__Goal of the exercise__: The records that follow need to be output exactly as they are.

__Source records__:
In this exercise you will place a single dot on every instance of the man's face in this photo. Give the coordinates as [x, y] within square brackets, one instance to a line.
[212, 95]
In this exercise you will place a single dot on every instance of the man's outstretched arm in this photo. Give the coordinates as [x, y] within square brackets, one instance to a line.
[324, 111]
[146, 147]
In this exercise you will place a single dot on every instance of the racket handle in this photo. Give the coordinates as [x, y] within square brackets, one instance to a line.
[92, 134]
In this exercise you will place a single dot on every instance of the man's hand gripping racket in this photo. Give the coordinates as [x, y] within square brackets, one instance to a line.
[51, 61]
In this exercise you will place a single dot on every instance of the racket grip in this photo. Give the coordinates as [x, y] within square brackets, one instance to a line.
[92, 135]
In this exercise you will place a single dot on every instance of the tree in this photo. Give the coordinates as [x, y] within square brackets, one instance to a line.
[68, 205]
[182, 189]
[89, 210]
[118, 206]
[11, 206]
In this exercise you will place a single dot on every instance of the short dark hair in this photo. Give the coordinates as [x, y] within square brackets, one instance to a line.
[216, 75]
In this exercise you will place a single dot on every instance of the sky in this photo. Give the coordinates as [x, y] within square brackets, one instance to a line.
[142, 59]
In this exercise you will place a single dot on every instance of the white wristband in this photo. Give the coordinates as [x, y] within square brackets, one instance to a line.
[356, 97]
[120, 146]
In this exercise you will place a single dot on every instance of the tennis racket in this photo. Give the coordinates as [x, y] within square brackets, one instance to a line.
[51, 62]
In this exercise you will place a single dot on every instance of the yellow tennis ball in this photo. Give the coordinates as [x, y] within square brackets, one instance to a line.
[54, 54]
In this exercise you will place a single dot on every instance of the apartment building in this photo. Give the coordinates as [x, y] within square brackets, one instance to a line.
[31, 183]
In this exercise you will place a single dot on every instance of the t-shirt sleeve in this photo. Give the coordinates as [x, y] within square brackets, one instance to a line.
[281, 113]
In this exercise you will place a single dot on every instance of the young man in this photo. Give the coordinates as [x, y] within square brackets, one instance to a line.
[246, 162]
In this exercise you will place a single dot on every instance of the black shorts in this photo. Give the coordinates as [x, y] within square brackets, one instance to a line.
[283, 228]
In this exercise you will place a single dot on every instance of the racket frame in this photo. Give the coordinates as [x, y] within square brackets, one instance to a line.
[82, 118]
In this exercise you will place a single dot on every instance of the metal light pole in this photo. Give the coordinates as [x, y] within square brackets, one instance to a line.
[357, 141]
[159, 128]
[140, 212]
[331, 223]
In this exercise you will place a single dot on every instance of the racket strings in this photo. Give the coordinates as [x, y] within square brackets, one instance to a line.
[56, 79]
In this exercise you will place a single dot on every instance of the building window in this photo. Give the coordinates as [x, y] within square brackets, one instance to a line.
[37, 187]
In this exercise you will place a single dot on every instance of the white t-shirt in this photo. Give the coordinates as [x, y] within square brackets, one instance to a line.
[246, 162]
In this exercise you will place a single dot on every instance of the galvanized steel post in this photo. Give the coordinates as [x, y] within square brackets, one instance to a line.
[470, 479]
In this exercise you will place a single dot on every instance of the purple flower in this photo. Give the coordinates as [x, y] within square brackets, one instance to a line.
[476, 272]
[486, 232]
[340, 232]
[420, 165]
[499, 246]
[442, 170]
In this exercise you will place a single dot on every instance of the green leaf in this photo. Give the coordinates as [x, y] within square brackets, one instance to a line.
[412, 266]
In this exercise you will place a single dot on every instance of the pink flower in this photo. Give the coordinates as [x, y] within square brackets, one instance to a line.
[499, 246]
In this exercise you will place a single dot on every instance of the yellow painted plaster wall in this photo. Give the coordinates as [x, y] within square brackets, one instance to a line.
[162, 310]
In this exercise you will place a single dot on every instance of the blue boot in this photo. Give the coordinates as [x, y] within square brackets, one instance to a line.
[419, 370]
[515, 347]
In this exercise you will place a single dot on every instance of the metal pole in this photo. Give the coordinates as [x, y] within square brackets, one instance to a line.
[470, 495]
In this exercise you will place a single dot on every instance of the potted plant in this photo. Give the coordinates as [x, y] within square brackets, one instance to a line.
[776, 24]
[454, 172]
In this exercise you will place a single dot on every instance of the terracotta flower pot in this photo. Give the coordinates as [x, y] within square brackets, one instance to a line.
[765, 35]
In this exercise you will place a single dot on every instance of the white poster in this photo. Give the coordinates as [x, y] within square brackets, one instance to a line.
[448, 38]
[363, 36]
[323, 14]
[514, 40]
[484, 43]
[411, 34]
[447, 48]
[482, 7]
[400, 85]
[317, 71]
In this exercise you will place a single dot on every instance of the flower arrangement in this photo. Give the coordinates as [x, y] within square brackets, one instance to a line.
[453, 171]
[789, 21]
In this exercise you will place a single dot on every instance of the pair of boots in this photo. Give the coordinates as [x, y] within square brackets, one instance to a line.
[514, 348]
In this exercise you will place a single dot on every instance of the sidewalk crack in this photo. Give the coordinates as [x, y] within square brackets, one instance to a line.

__Result of the task__:
In this exercise you will place a single dot on every instance of the man's face in this photo. Give the coordinates as [x, y] within square brackets, one instance to a line.
[212, 95]
In this exercise you will place a single dot on every instance of the man's outstretched arm in this photo. Give the coordinates as [x, y] within square brackets, one instance to a line.
[324, 111]
[146, 147]
In this exercise you will place a single dot on every instance of the racket handle in this photo. Give the coordinates as [x, y] within square brackets, one instance to a line.
[92, 134]
In this exercise you will place a single dot on every instance of the man's hand gripping racket in this photo. Give the coordinates as [x, y] within square brackets, one instance to a line.
[51, 61]
In this exercise you will place a single dot on every instance of the racket grip in this photo. Give the coordinates as [x, y] within square brackets, one instance to a line.
[92, 135]
In this exercise you will place a single dot on every instance of the tree in this photo. Give the coordinates as [x, y] within square brackets, one instance to a line.
[68, 205]
[182, 189]
[89, 210]
[118, 206]
[11, 206]
In this exercise you will place a single dot on every instance of the short dark hair in this photo. Give the coordinates as [x, y] within square brackets, one instance to a line.
[216, 75]
In this exercise you will place a single dot on every instance of the sky in this photo. Give the coordinates as [x, y] within square brackets, one instance to a line.
[142, 59]
In this exercise you will place a single dot on every instance of the white wristband in this photo. Give the coordinates as [x, y] within square brackets, one instance to a line.
[356, 97]
[120, 146]
In this exercise you will place a single dot on every instance of the tennis racket in this photo. Give the coordinates as [x, y] within square brackets, one instance to a line.
[51, 62]
In this exercise you will place a single dot on every instance of the yellow tennis ball in this photo. Give the coordinates as [x, y] within square brackets, one instance to a line.
[54, 54]
In this exercise you will place a single dot on every instance of the apartment building in this photo. Give the coordinates as [x, y] within square brackets, one instance to a line.
[31, 183]
In this exercise you will place a single dot on every instance of the t-shirt sleeve in this photo. Give the coordinates as [x, y] within square brackets, one instance to a line.
[281, 113]
In this exercise you will place a single dot on every instance of the young man in this photo. Give the coordinates as [x, y] within square brackets, one instance to a line.
[246, 162]
In this exercise you will place a single dot on every instance of the black shorts in this photo. Give the coordinates as [x, y] within square brackets, one instance to a line.
[283, 228]
In this exercise you will place a single dot on every instance of the racket frame in this photo. Give the coordinates as [x, y] within square brackets, one instance to a line.
[82, 118]
In this exercise you will place a single dot on every instance of the metal light pole in this photo. Give the coordinates as [x, y] within square brackets, one instance to a line.
[357, 141]
[159, 128]
[140, 212]
[331, 223]
In this exercise you will place a single dot on every instance of the racket strings in this photo. Give the coordinates as [x, y] within square brackets, one instance to a line.
[56, 79]
In this exercise you will place a single dot on every instance of the building window in this photo. Give the coordinates as [x, y] within square brackets, one instance to a line.
[37, 187]
In this exercise you will place a single dot on every instance of the white t-shirt in this photo. Give the coordinates as [x, y] within square brackets, one instance to a line.
[246, 162]
In this exercise you will place a single dot on every instance of the galvanized steel post in this photo. Give the coordinates as [x, y] within square brackets, one instance to a line.
[470, 479]
In this exercise you will place a single dot on every instance of the purple flower in this photo. Give the coordinates as [x, y] within square brackets, one instance to a line.
[476, 272]
[486, 232]
[340, 232]
[420, 165]
[499, 246]
[442, 170]
In this exercise you will place a single dot on every instance of the green leaf in this photo. Give the coordinates as [x, y] within square brackets, one instance to a line.
[412, 266]
In this exercise you will place a single dot on every instance of the pink flower in this photo. Give the coordinates as [x, y] within square brackets, one instance to a line.
[499, 246]
In this exercise you will place a single dot on every instance of the yellow painted plaster wall in this photo. Give the coordinates as [x, y] within square brackets, one instance to a line.
[162, 310]
In this exercise you will place a single dot on every instance of the blue boot in this photo. Give the coordinates as [x, y] within square brackets, one instance to a line.
[419, 370]
[515, 347]
In this exercise you will place a single dot on every instance of the metal pole in this photo. Give the coordinates as [x, y] within square brackets, one instance to a line.
[470, 495]
In this exercise you will place a single dot on every instance of the potted plant in this photo. Give the coordinates as [x, y] within square brackets, one instance to a line.
[776, 24]
[454, 172]
In this exercise you will place a single dot on every instance of the terracotta flower pot in this photo. Give the coordinates as [x, y] within square brackets, one instance to a line.
[765, 35]
In this exercise you will place a single dot on every instance of the white poster in this photo. Give the coordinates as [x, y] within square brackets, one instance to a line.
[448, 38]
[363, 36]
[323, 14]
[514, 40]
[484, 43]
[411, 34]
[447, 48]
[482, 7]
[400, 85]
[317, 71]
In this exercise you will place a single dot on every instance of the flower arrangement in this photo. Give the coordinates as [x, y] within square brackets, one instance to a line.
[453, 171]
[789, 21]
In this exercise you will place a single dot on every instance of the pair of boots in this photo. Give the coordinates as [x, y] within square brackets, one instance to a line.
[514, 348]
In this exercise you will place a single dot on every instance of the sidewalk crack in this photo. Give the coordinates as [x, y] within square brackets, one instance to a line.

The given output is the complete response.